[Extracted data entries]
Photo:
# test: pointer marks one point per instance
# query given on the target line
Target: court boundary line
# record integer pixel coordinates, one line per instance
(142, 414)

■ **SHORT PROBLEM**:
Reproduce the rows above, substituting "object" for "instance" wherever it occurs and leaving everything else unchanged.

■ **SOLUTION FOR THIS TASK**:
Photo:
# test: pointer marks one point per object
# query given on the target line
Target: court boundary line
# record integer pixel coordinates, one line per object
(142, 414)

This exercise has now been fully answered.